# Start of Data listing

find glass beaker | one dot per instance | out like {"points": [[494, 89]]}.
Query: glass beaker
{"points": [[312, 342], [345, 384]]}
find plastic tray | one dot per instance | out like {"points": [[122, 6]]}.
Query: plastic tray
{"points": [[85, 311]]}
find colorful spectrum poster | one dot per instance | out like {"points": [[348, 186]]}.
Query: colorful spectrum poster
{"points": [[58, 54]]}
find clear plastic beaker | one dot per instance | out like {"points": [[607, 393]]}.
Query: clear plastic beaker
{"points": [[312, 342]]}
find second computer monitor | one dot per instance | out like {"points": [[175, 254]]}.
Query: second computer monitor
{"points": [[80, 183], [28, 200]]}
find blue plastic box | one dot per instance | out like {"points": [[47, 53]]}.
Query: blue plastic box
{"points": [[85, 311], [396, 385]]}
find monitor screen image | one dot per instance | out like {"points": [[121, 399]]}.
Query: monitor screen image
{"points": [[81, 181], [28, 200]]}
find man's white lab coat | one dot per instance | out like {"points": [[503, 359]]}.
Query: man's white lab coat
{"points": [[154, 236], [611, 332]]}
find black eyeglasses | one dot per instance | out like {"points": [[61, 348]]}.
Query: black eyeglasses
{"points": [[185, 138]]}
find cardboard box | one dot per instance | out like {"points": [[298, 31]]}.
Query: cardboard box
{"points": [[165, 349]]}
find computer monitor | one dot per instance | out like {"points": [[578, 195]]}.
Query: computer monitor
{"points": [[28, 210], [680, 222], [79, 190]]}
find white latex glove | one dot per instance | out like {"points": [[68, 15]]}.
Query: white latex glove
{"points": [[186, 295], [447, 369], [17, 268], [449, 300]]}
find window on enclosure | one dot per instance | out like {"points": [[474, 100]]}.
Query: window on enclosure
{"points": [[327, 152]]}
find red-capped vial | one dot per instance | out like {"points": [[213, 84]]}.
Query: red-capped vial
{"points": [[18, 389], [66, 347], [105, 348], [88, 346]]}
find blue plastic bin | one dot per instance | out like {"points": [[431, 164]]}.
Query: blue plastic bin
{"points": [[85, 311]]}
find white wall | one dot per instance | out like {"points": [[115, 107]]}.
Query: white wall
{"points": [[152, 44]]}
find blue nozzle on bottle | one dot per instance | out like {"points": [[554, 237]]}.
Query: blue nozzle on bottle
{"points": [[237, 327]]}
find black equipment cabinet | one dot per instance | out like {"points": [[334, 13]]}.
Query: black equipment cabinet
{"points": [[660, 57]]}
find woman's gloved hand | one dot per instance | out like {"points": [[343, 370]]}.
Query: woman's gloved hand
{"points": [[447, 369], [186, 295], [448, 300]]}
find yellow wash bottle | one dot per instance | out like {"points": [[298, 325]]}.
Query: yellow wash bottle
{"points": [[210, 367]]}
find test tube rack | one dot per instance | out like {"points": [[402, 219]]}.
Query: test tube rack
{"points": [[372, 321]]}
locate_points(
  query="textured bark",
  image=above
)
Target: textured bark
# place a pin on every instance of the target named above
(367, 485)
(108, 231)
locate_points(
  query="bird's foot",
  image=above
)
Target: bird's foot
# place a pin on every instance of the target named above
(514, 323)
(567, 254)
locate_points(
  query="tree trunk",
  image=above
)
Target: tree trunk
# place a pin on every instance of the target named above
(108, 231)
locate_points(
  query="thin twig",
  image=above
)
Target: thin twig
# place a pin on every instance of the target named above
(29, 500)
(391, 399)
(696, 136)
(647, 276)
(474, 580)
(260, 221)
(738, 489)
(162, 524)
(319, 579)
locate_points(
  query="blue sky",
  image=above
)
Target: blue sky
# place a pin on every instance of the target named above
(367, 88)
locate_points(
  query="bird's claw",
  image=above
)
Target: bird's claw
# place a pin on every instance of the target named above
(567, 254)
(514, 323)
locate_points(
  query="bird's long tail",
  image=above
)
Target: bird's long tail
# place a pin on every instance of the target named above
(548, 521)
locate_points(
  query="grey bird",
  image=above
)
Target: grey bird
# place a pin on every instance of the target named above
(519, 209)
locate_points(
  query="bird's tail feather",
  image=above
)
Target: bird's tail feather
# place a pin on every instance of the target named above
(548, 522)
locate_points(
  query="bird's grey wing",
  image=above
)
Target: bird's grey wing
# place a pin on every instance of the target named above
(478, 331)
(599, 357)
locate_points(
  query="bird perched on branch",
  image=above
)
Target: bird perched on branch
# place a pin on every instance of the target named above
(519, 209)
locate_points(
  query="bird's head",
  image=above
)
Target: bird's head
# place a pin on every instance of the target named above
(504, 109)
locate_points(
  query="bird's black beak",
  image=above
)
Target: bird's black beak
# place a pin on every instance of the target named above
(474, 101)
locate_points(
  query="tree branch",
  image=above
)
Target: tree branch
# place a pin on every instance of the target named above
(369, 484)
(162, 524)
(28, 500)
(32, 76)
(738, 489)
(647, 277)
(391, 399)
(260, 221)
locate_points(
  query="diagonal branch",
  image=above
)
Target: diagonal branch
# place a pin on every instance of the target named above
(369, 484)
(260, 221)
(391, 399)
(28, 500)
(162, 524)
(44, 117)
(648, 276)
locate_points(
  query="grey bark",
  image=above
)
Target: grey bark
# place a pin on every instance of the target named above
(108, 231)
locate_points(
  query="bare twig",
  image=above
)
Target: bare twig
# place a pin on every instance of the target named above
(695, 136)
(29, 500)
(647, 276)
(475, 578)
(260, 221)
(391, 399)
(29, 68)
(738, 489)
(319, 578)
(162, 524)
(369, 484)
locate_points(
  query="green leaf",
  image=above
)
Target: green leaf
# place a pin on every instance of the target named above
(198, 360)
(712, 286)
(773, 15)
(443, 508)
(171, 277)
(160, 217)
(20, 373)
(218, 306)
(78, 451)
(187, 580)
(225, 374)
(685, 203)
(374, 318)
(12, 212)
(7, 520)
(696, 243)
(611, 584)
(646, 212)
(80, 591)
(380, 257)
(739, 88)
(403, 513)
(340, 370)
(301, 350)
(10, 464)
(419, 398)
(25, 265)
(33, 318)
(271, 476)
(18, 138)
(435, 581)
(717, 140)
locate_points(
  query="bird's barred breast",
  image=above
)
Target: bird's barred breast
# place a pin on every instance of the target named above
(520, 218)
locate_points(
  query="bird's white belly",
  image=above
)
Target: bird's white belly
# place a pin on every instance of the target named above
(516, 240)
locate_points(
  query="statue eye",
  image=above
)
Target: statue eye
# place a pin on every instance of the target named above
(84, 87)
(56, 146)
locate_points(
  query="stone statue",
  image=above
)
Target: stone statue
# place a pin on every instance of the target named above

# End of Data listing

_The task_
Set down all of the entries exactly, please.

_Task answer_
find glass beaker | one dot per instance | out like {"points": [[494, 89]]}.
Query: glass beaker
{"points": [[312, 342], [345, 384]]}
find plastic tray | one dot per instance | out like {"points": [[122, 6]]}.
Query: plastic tray
{"points": [[85, 311]]}
find colorful spectrum poster | one dot per instance | out like {"points": [[348, 186]]}.
Query: colorful spectrum poster
{"points": [[58, 54]]}
find clear plastic beaker | one dot per instance | out like {"points": [[607, 393]]}.
Query: clear plastic beaker
{"points": [[312, 342]]}
find second computer monitor | one dot per instance | out like {"points": [[175, 254]]}.
Query: second computer monitor
{"points": [[80, 183], [28, 200]]}
find blue plastic box | one dot per instance | out like {"points": [[47, 53]]}.
Query: blue plastic box
{"points": [[85, 311], [396, 385]]}
find monitor screen image | one dot per instance | out like {"points": [[121, 399]]}.
Query: monitor screen image
{"points": [[81, 181], [28, 200]]}
find man's white lab coat | one dot per instance | out like {"points": [[503, 359]]}.
Query: man's white lab coat
{"points": [[154, 236], [611, 332]]}
find black eyeglasses | one dot per instance | out like {"points": [[61, 348]]}.
Query: black eyeglasses
{"points": [[185, 138]]}
find cardboard box | one dot per instance | out like {"points": [[298, 31]]}.
Query: cardboard box
{"points": [[165, 349]]}
find computer monitor | one dot per instance | out like {"points": [[578, 195]]}.
Query: computer monitor
{"points": [[28, 210], [680, 222], [79, 190]]}
find white latex glove | one dot per instance | out like {"points": [[68, 15]]}.
Query: white latex glove
{"points": [[186, 295], [447, 369], [17, 268], [449, 300]]}
find window on enclosure | one dot per instance | out like {"points": [[474, 100]]}.
Query: window on enclosure
{"points": [[327, 152]]}
find red-capped vial | one dot per instance | out like {"points": [[213, 84]]}.
Query: red-capped vial
{"points": [[18, 389], [66, 347], [105, 348], [88, 346]]}
find blue plastic bin | one dot per instance | out like {"points": [[431, 164]]}.
Query: blue plastic bin
{"points": [[85, 311]]}
find white wall | one dot per instance | out like {"points": [[115, 107]]}.
Query: white wall
{"points": [[152, 44]]}
find blue nozzle on bottle | one dot per instance | out like {"points": [[554, 237]]}.
Query: blue nozzle on bottle
{"points": [[237, 327]]}
find black equipment cabinet | one dot per instance | out like {"points": [[334, 13]]}.
Query: black equipment cabinet
{"points": [[660, 57]]}
find woman's gloved hand | one dot per instance | out like {"points": [[343, 370]]}.
Query: woman's gloved hand
{"points": [[447, 369], [186, 295], [448, 300]]}
find yellow wash bottle | one dot per instance | out like {"points": [[298, 325]]}.
Query: yellow wash bottle
{"points": [[210, 367]]}
find test tube rack | one dot per instance | out like {"points": [[402, 219]]}.
Query: test tube rack
{"points": [[372, 321]]}
locate_points(
  query="textured bark",
  image=above
)
Target: textured bark
# place a pin on every instance of the target named above
(367, 485)
(108, 231)
locate_points(
  query="bird's foot",
  image=above
)
Target: bird's foot
# place a pin on every instance of the target named above
(514, 323)
(567, 254)
locate_points(
  query="tree trunk",
  image=above
)
Target: tree trunk
# place a pin on every instance of the target named above
(108, 231)
locate_points(
  query="thin twig",
  image=above
)
Target: thin twig
# place a pin on every instance of the target named above
(29, 500)
(391, 399)
(696, 136)
(647, 276)
(474, 580)
(260, 221)
(738, 489)
(162, 524)
(319, 579)
locate_points(
  query="blue sky",
  image=above
)
Target: blue sky
# place a pin on every instance of the target named above
(367, 88)
locate_points(
  query="bird's claw",
  image=above
)
Target: bird's claw
# place a pin on every instance of the target named above
(567, 254)
(514, 323)
locate_points(
  query="bird's long tail",
  image=above
)
Target: bird's long tail
# place a pin on every instance of the target named above
(548, 521)
locate_points(
  query="grey bird",
  image=above
)
Target: grey bird
# place a pin on every instance of the target named above
(519, 209)
locate_points(
  query="bird's tail feather",
  image=above
)
Target: bird's tail feather
# place a pin on every instance of the target named above
(548, 522)
locate_points(
  query="bird's grey wing",
  image=above
)
Target: bird's grey wing
# place a pin on every instance of the target named above
(478, 331)
(599, 357)
locate_points(
  query="bird perched on branch",
  image=above
)
Target: bird perched on branch
# place a pin on every instance of the target named above
(519, 209)
locate_points(
  query="bird's head",
  image=above
)
Target: bird's head
# place a pin on every instance of the target named above
(504, 109)
locate_points(
  query="bird's black beak",
  image=above
)
Target: bird's black beak
# place a pin on every instance of the target named above
(474, 101)
locate_points(
  query="tree branch",
  image=above
)
Target: tree branch
# place a pin on every instance of the target named above
(369, 484)
(162, 524)
(28, 500)
(32, 76)
(738, 489)
(647, 277)
(391, 399)
(260, 221)
locate_points(
  query="diagonal branch",
  image=above
)
Target: diagonal branch
# place a pin on every instance of the target named above
(369, 484)
(260, 221)
(391, 399)
(28, 500)
(162, 524)
(44, 117)
(648, 276)
locate_points(
  query="grey bark",
  image=above
)
Target: grey bark
# place a pin on every instance of the target named above
(108, 231)
locate_points(
  query="bare twig",
  image=above
)
Target: bare twig
# place a pin on every instance of the target named above
(695, 136)
(29, 500)
(647, 276)
(475, 578)
(260, 221)
(391, 399)
(29, 68)
(738, 489)
(319, 578)
(162, 524)
(369, 484)
locate_points(
  query="green leaf",
  image=above
)
Target: green leaf
# place a pin on every instance of the target named above
(198, 360)
(712, 286)
(773, 15)
(443, 508)
(171, 277)
(160, 217)
(20, 373)
(218, 306)
(78, 451)
(187, 580)
(225, 374)
(685, 203)
(374, 318)
(12, 212)
(7, 520)
(696, 243)
(611, 584)
(646, 212)
(80, 591)
(380, 257)
(739, 88)
(403, 513)
(340, 370)
(301, 350)
(10, 464)
(419, 398)
(25, 265)
(33, 318)
(271, 476)
(18, 138)
(435, 581)
(717, 140)
locate_points(
  query="bird's barred breast",
  image=above
)
Target: bird's barred breast
# place a pin on every instance of the target named above
(520, 218)
locate_points(
  query="bird's white belly",
  image=above
)
Target: bird's white belly
# place a pin on every instance of the target named above
(516, 240)
locate_points(
  query="statue eye",
  image=above
)
Target: statue eye
# place a pin on every instance of the target named above
(84, 87)
(56, 146)
locate_points(
  query="stone statue",
  image=above
)
Target: stone statue
# place a pin on every instance of the target named above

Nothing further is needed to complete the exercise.